TEXT EXCERPT:
# # # #

I'm soooo glad I'm not the only one who sniffs my boys :lol:
Clearly I'm not as strange as I thought


----------



## chrisd (Aug 25, 2011)

I sniff my girls regularly too while giving them kisses! I quite like it. I must say, though, I probably wouldn't do half the crazy **** I do with my rats if it wasn't for the influence of you mad people!!


----------



## blade100 (Aug 24, 2009)

Now it's not very often I do this but when I have bathed my rats I just love the wet rat smell. 
Does anyone else like wet rat?
I also like wet dog smell.


----------



## Guest (Apr 26, 2012)

blade100 said:


> Now it's not very often I do this but when I have bathed my rats I just love the wet rat smell.
> Does anyone else like wet rat?
> I also like wet dog smell.


I LOVE WET RAT SMELL :blink:


----------



## blade100 (Aug 24, 2009)

B3rnie said:


> I LOVE WET RAT SMELL :blink:


Oh bernie thank god I'm not the only one. Hubby thinks I'm strange.
It's lush.


----------



## DumboRatLove (Mar 6, 2012)

when i go to the breeders i will decide about gender, i like the sound of girls but now im convinced i should smell them first


----------



## LynseyB (Jan 30, 2012)

# # # #

EXTRACTED MATERIAL:
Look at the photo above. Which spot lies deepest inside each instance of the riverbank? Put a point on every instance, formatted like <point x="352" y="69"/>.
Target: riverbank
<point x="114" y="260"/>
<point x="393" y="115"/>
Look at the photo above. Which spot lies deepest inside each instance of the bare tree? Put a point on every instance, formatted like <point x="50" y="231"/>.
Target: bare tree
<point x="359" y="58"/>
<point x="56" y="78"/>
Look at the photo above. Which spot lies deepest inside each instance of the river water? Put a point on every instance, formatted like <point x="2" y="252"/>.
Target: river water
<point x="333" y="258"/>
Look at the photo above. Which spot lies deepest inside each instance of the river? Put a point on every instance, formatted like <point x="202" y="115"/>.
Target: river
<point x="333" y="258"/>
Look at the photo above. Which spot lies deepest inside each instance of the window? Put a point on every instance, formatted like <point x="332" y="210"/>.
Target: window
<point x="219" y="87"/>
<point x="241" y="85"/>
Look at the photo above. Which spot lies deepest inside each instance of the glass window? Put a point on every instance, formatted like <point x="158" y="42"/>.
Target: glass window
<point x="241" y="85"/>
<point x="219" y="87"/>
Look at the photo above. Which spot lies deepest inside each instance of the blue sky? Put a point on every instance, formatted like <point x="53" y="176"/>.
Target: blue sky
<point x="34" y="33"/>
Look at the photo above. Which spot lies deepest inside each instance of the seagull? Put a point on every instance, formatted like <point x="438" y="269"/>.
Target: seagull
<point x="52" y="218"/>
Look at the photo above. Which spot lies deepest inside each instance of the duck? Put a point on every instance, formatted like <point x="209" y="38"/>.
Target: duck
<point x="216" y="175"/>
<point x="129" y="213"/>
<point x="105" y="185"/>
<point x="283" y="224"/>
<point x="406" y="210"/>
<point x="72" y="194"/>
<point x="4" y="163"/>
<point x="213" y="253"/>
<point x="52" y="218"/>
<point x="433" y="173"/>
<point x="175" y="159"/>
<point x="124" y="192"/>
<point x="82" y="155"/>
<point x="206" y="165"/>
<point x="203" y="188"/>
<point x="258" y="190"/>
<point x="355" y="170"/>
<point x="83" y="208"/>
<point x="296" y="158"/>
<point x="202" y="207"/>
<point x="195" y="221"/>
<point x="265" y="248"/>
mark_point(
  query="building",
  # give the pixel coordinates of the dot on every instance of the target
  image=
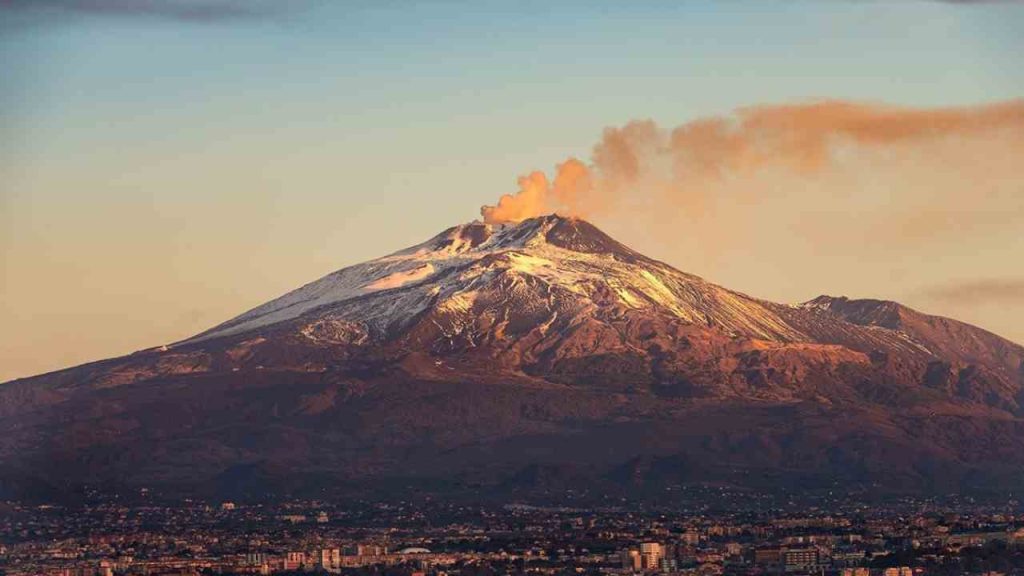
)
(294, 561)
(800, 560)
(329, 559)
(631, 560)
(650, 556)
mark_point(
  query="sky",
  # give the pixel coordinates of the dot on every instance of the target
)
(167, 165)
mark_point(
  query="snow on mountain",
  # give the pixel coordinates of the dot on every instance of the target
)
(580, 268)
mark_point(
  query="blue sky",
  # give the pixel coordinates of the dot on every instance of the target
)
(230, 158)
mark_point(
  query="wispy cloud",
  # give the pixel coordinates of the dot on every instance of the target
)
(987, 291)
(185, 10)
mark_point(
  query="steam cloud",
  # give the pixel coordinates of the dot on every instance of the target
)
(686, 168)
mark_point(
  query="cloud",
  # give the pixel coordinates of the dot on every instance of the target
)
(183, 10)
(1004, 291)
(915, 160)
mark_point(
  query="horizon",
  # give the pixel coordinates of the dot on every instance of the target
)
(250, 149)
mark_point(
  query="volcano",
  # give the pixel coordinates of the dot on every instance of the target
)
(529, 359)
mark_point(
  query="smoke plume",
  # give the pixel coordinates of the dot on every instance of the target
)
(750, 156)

# # # #

THINGS TO DO:
(1) In the rat-smell thread, what smell other than wet rat does blade100 say they like?
(2) Echo the rat-smell thread from "## DumboRatLove (Mar" to "(Jan 30, 2012)", inclusive.
(3) Shorten the paragraph of the rat-smell thread that starts with "I sniff my girls regularly too", keeping its main facts.
The records have no connection to the rat-smell thread.

SOLUTIONS TO EACH TASK:
(1) Wet dog smell.

(2)
## DumboRatLove (Mar 6, 2012)

when i go to the breeders i will decide about gender, i like the sound of girls but now im convinced i should smell them first


----------



## LynseyB (Jan 30, 2012)

(3) The poster regularly sniffs and kisses their female rats and enjoys it, and credits the other forum members for much of the crazy things they do with their rats.